Vos tâches -
(A) Dans l'extrait sur le déterminisme, à quelle condition l'ardoise n'aurait-elle pas tué le passant ?
(B) Recopiez à l'identique le passage de l'extrait sur le déterminisme qui commence par "On conclut que" et se poursuit jusqu'à "comme on l'a vu.".
(C) Expliquez, s'il vous plaît, en une à trois phrases, pourquoi les hommes peu instruits acceptent volontiers l'idée déterministe selon l'extrait sur le déterminisme.

Extrait source -
·····

Alain
Extrait du document
«
Ces temps de destruction mécanique ont offert des exemples tragiques de cette
détermination par les causes sur lesquels des millions d'hommes ont réfléchi
inévitablement.
Un peu moins de poudre dans la charge, l'obus allait moins loin, j'étais
mort.
L'accident le plus ordinaire donne lieu à des remarques du même genre; si ce
passant avait trébuché, cette ardoise ne l'aurait point tué.
Ainsi se forme l'idée
déterministe populaire, moins rigoureuse que la scientifique, mais tout aussi
raisonnable.
Seulement l'idée fataliste s'y mêle, on voit bien pourquoi, à cause des actions et des
passions qui sont toujours mêlées aux événements que l'on remarque.
On conclut que
cet homme devait mourir là, et que c'est sa destinée, ramenant ainsi en scène cette
opinion de sauvage que les précautions ne servent pas contre le dieu, ni contre le
mauvais sort.
Cette confusion est cause que les hommes peu instruits acceptent
volontiers l'idée déterministe; elle répond au fatalisme, superstition bien forte et bien
naturelle comme on l'a vu.

·····

Lignes enregistrées -
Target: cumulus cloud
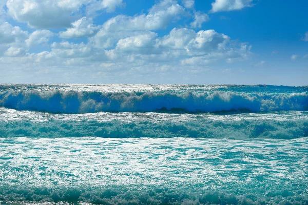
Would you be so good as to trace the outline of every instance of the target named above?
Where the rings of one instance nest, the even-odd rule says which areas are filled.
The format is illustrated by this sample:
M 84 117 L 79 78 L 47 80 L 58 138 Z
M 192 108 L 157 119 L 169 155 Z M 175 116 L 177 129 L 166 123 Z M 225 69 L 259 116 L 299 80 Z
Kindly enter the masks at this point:
M 182 0 L 185 8 L 192 9 L 195 6 L 195 0 Z
M 298 57 L 298 56 L 297 55 L 291 55 L 291 60 L 295 60 L 296 59 L 297 59 L 297 57 Z
M 117 44 L 116 49 L 123 52 L 137 52 L 143 54 L 153 53 L 157 36 L 156 33 L 149 32 L 121 39 Z
M 24 55 L 26 50 L 23 48 L 11 47 L 6 51 L 5 55 L 10 57 L 15 57 Z
M 92 36 L 98 30 L 97 26 L 91 23 L 91 19 L 83 17 L 71 24 L 72 28 L 65 31 L 60 32 L 59 36 L 63 38 L 81 38 Z
M 20 42 L 28 36 L 28 32 L 18 26 L 12 26 L 8 22 L 0 23 L 0 44 Z
M 87 7 L 87 14 L 92 16 L 97 11 L 106 10 L 107 12 L 114 11 L 116 8 L 124 5 L 123 0 L 101 0 L 94 1 Z
M 209 19 L 208 15 L 205 13 L 202 13 L 201 12 L 196 12 L 195 13 L 194 21 L 190 24 L 192 28 L 201 28 L 202 24 L 206 22 Z
M 261 62 L 258 63 L 255 65 L 256 66 L 261 66 L 263 65 L 266 62 L 263 60 L 261 60 Z
M 241 10 L 244 7 L 252 6 L 253 0 L 215 0 L 211 4 L 211 11 L 213 13 Z
M 0 21 L 2 67 L 16 71 L 22 67 L 24 73 L 31 71 L 31 76 L 53 72 L 63 77 L 58 83 L 69 83 L 72 75 L 79 76 L 75 79 L 82 83 L 80 79 L 87 75 L 89 79 L 104 76 L 109 82 L 118 79 L 123 83 L 124 78 L 138 80 L 150 75 L 174 74 L 175 71 L 199 73 L 207 70 L 205 65 L 212 63 L 232 63 L 251 56 L 248 44 L 233 41 L 214 30 L 194 30 L 201 28 L 208 16 L 196 11 L 193 0 L 158 1 L 145 13 L 118 15 L 95 24 L 94 13 L 111 12 L 124 3 L 123 0 L 8 0 L 8 14 L 36 29 L 29 35 Z M 157 31 L 169 28 L 185 15 L 191 17 L 189 13 L 194 14 L 189 19 L 194 29 L 178 26 L 164 35 Z M 48 30 L 51 28 L 62 29 L 52 30 L 54 33 Z M 67 41 L 61 42 L 63 39 L 59 40 L 58 36 Z M 72 39 L 77 38 L 80 39 Z M 52 39 L 56 42 L 51 44 Z M 43 46 L 49 48 L 43 51 L 31 49 L 46 48 Z M 16 73 L 20 75 L 19 70 Z
M 36 30 L 30 35 L 29 38 L 26 40 L 26 44 L 28 47 L 46 44 L 49 42 L 50 38 L 53 36 L 53 33 L 49 30 Z
M 308 31 L 305 33 L 305 34 L 302 37 L 301 39 L 304 42 L 308 42 Z
M 68 27 L 76 18 L 72 15 L 90 0 L 8 0 L 8 13 L 14 19 L 32 28 Z

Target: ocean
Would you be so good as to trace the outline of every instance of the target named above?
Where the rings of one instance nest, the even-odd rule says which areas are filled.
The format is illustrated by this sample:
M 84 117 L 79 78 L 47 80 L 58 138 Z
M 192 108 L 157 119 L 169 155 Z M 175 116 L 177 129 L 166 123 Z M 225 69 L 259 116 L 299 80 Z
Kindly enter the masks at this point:
M 308 86 L 0 84 L 0 204 L 307 204 Z

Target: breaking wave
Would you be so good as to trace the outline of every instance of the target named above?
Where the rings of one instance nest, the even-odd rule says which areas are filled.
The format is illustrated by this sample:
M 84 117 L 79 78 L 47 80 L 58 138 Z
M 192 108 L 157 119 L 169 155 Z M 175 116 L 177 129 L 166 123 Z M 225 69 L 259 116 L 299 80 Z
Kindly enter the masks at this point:
M 308 92 L 0 91 L 0 106 L 52 113 L 308 110 Z
M 308 120 L 202 120 L 153 122 L 118 120 L 0 121 L 0 137 L 191 138 L 293 139 L 308 136 Z

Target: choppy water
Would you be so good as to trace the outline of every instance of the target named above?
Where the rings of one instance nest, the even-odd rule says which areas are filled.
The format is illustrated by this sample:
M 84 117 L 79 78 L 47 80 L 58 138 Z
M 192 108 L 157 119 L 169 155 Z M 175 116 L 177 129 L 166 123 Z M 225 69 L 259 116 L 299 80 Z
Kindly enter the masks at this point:
M 308 87 L 0 85 L 2 203 L 308 204 Z

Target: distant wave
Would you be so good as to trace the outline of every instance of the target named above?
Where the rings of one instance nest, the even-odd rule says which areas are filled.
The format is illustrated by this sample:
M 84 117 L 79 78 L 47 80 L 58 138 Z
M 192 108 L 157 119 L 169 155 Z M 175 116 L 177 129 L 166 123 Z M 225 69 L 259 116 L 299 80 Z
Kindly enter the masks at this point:
M 52 113 L 98 112 L 187 112 L 247 110 L 253 112 L 308 110 L 308 93 L 245 93 L 213 91 L 201 93 L 169 91 L 106 93 L 40 91 L 0 91 L 0 106 Z
M 252 119 L 240 120 L 210 119 L 153 122 L 49 120 L 0 121 L 0 137 L 191 138 L 293 139 L 308 136 L 308 118 L 291 120 Z

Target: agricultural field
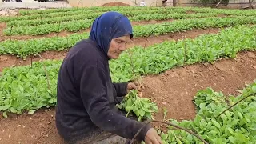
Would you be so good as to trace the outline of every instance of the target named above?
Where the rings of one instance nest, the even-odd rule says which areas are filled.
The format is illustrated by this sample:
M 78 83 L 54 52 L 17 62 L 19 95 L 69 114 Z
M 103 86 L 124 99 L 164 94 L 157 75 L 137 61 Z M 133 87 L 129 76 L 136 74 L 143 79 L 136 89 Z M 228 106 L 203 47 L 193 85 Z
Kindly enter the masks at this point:
M 126 15 L 134 35 L 110 61 L 112 80 L 142 88 L 120 109 L 139 121 L 172 122 L 210 144 L 256 143 L 256 10 L 135 6 L 0 16 L 0 143 L 62 143 L 54 122 L 58 69 L 72 46 L 89 37 L 94 18 L 109 10 Z M 153 125 L 164 143 L 203 143 Z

·····

Liste des réponses -
(A) Si le passant avait trébuché, l'ardoise ne l'aurait point tué.

(B)
On conclut que
cet homme devait mourir là, et que c'est sa destinée, ramenant ainsi en scène cette
opinion de sauvage que les précautions ne servent pas contre le dieu, ni contre le
mauvais sort.
Cette confusion est cause que les hommes peu instruits acceptent
volontiers l'idée déterministe; elle répond au fatalisme, superstition bien forte et bien
naturelle comme on l'a vu.

(C) Ils la confondent avec l'idée fataliste. L'idée déterministe répond ainsi au fatalisme, une superstition bien forte et bien naturelle.